Although there is still debate as to when the first international academic conference to seriously look at synesthesia took place, a likely candidate is the following: From 2 – 5 March 1927, Georg Anschütz (who was once a student of Alfred Binet) presided over the convening of the first Kongresse zur Farbe-Ton-Forschung (Congress for Color-Tone Research), in Hamburg, Germany. A second congress took place 1 – 5 October 1930, in Hamburg, Germany; the third from 2 – 7 October 1933; and the 4th and final conference in this series took place 4 – 10 October 1936.

In addition to drawing concerted scientific interest, the phenomenon of synesthesia started arousing interest in the salons of fin de siecle Europe. The French Symbolist poets Arthur Rimbaud and Charles Baudelaire wrote poems which focused on synesthetic experience. Baudelaire's Correspondances (1857) (full text available here) introduced the Romantic notion that the senses can and should intermingle. Kevin Dann argues that Baudelaire probably learned of synesthesia from reading medical textbooks that were available in his home, and it is generally agreed that neither Baudelaire, nor Rimbaud were true synesthetes. Rimbaud, following Baudelaire, wrote Voyelles (1871) (full text available here) which was perhaps more important than Correspondances in popularizing synesthesia. Numerous other composers, artists and writers followed suit, making synesthesia well known among the artistic community of the day.

Due to the difficulties in assessing and measuring subjective internal experiences, and the rise of behaviorism in psychology, which banished any mention of internal experiences, the study of synesthesia gradually waned during the 1930s. Marks lists 44 papers discussing colored hearing from 1900 to 1940, while in the following 35 years from 1940 to 1975, only 12 papers were published on this topic. Cretien van Campen graphed the number of publications in the period 1780 – 2000 and noticed a revival of synesthesia studies from the 1980s.

* **Stored data**:
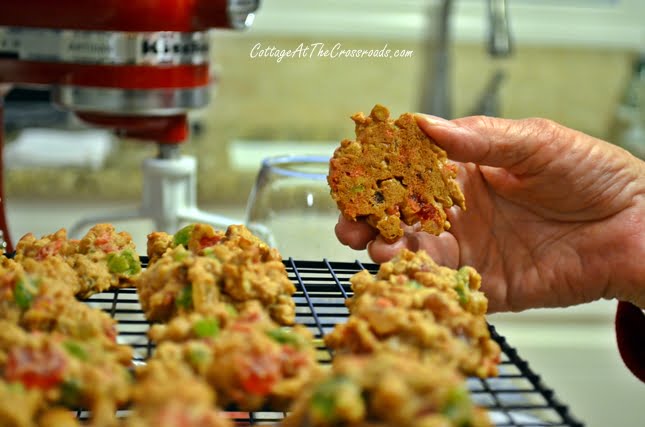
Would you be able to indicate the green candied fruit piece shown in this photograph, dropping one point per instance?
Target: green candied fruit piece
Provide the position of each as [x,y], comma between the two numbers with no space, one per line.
[70,393]
[185,298]
[463,285]
[284,336]
[231,310]
[458,407]
[24,291]
[182,236]
[325,399]
[180,255]
[124,262]
[75,349]
[358,188]
[198,356]
[206,328]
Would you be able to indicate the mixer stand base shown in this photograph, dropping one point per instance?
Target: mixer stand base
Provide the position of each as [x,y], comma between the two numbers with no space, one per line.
[169,199]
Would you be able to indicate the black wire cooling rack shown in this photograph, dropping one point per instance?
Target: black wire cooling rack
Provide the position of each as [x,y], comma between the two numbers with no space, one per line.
[517,397]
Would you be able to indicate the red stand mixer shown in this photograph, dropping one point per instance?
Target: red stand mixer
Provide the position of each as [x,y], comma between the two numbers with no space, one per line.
[135,66]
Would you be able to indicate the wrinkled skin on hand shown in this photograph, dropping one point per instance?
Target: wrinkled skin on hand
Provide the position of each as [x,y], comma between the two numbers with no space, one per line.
[556,217]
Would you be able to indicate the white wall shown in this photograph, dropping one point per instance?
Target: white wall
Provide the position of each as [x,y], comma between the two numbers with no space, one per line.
[592,23]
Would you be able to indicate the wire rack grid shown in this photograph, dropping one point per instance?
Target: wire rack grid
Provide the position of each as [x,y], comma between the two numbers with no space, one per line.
[515,398]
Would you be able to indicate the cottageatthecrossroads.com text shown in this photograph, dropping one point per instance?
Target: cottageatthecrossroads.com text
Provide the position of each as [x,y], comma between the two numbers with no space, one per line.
[322,50]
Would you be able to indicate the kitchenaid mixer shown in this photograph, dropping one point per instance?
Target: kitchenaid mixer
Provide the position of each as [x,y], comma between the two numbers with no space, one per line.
[135,66]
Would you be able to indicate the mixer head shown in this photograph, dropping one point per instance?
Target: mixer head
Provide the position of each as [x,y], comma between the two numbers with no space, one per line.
[135,65]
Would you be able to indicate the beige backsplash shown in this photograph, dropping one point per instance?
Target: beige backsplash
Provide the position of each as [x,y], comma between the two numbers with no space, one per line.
[312,99]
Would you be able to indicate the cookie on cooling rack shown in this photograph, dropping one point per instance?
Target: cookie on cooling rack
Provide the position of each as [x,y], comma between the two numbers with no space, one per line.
[103,259]
[414,307]
[203,267]
[250,363]
[392,173]
[386,390]
[65,371]
[168,393]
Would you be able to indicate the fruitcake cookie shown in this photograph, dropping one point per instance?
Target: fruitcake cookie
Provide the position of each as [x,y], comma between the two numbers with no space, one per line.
[66,371]
[386,390]
[202,267]
[103,259]
[392,173]
[169,394]
[414,306]
[250,363]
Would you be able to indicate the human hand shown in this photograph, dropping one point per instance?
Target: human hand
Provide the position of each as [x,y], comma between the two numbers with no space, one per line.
[555,217]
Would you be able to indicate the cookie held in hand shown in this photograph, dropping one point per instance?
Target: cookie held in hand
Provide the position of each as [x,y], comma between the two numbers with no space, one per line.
[393,172]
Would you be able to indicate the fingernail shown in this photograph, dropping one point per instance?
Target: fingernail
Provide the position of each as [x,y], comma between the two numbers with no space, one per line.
[430,120]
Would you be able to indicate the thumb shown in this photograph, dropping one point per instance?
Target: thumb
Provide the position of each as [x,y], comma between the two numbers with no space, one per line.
[493,141]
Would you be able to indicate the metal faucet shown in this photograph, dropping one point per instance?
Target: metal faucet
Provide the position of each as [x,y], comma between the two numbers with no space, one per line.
[436,95]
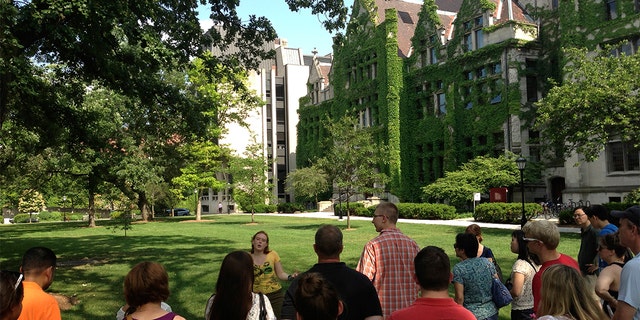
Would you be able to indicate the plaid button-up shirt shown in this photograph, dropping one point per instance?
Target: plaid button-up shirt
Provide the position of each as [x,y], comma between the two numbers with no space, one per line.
[388,261]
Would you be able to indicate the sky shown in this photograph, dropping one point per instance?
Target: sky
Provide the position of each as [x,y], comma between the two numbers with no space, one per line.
[301,29]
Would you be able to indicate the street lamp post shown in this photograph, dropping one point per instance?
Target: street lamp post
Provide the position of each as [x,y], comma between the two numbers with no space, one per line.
[195,194]
[522,162]
[64,202]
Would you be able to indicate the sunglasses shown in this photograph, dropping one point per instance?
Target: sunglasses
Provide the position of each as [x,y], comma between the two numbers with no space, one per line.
[18,275]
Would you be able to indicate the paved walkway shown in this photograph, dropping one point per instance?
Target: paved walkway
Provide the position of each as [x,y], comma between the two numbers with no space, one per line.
[458,222]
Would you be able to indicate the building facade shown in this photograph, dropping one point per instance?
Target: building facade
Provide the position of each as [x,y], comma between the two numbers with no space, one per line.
[447,81]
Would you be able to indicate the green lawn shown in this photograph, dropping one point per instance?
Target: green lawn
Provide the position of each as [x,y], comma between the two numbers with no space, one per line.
[92,262]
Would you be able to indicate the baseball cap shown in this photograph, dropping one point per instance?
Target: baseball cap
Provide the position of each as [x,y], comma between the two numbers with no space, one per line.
[631,213]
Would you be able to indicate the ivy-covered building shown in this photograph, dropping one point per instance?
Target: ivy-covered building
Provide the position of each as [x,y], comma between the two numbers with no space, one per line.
[446,81]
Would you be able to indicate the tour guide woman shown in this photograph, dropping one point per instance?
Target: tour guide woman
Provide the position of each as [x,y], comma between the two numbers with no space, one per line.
[267,270]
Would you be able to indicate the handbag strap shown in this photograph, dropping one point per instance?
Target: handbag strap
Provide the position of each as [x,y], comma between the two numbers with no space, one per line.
[263,309]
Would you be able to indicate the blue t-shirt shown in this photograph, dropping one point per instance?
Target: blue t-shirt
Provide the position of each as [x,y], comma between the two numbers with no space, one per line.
[476,275]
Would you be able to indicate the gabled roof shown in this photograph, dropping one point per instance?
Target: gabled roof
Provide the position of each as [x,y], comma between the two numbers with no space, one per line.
[408,18]
[502,13]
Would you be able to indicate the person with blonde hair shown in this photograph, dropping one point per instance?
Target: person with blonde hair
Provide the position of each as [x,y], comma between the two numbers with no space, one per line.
[565,296]
[268,271]
[542,238]
[145,287]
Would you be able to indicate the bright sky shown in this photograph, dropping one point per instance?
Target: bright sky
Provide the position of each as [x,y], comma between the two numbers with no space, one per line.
[301,29]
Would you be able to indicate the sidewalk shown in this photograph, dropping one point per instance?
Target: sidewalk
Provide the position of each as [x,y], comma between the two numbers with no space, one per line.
[458,222]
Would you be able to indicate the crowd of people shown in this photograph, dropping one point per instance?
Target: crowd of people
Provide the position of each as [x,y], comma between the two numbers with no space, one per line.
[393,279]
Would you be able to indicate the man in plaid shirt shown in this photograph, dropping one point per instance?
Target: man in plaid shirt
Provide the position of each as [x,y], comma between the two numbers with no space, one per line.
[388,261]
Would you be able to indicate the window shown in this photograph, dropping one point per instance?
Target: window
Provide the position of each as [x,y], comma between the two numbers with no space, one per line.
[467,42]
[622,156]
[612,11]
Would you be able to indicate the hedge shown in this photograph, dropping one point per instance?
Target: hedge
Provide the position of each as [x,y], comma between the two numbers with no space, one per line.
[500,212]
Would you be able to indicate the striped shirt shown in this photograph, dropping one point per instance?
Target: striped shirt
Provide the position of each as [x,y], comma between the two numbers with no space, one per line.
[388,261]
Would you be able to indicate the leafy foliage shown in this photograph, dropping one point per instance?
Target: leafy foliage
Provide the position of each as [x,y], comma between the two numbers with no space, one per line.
[477,175]
[598,101]
[307,182]
[353,160]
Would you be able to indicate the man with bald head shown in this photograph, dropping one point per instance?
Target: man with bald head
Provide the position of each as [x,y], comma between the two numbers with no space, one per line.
[356,291]
[387,260]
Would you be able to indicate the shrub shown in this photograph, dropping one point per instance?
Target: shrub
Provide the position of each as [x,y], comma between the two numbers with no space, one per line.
[566,217]
[355,209]
[501,212]
[24,218]
[429,211]
[262,208]
[50,216]
[290,207]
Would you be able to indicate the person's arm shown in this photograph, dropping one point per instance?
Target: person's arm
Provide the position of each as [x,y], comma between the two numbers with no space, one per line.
[367,262]
[288,309]
[459,295]
[283,275]
[517,281]
[603,283]
[624,311]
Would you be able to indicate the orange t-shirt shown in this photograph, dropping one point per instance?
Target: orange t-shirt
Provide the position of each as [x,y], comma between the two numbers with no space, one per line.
[37,304]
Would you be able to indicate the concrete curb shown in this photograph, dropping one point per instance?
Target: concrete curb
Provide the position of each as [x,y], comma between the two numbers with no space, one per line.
[458,222]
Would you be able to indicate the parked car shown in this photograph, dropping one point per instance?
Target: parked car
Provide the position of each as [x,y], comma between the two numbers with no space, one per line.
[178,212]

* **Problem set**:
1. List the dates of each Congress for Color-Tone Research that the synesthesia text gives.
2. Reproduce the part of the synesthesia text starting at "Although there is" and ending at "10 October 1936.".
3. Answer these questions from the synesthesia text:
(a) In what city did the Congress for Color-Tone Research take place?
(b) In what year did Rimbaud write Voyelles?
(c) How many papers on colored hearing does Marks list from 1900 to 1940?

* **Your responses**:
1.
- First congress: 2 – 5 March 1927
- Second congress: 1 – 5 October 1930
- Third congress: 2 – 7 October 1933
- Fourth and final congress: 4 – 10 October 1936

2.
Although there is still debate as to when the first international academic conference to seriously look at synesthesia took place, a likely candidate is the following: From 2 – 5 March 1927, Georg Anschütz (who was once a student of Alfred Binet) presided over the convening of the first Kongresse zur Farbe-Ton-Forschung (Congress for Color-Tone Research), in Hamburg, Germany. A second congress took place 1 – 5 October 1930, in Hamburg, Germany; the third from 2 – 7 October 1933; and the 4th and final conference in this series took place 4 – 10 October 1936.

3.
(a) Hamburg, Germany
(b) 1871
(c) 44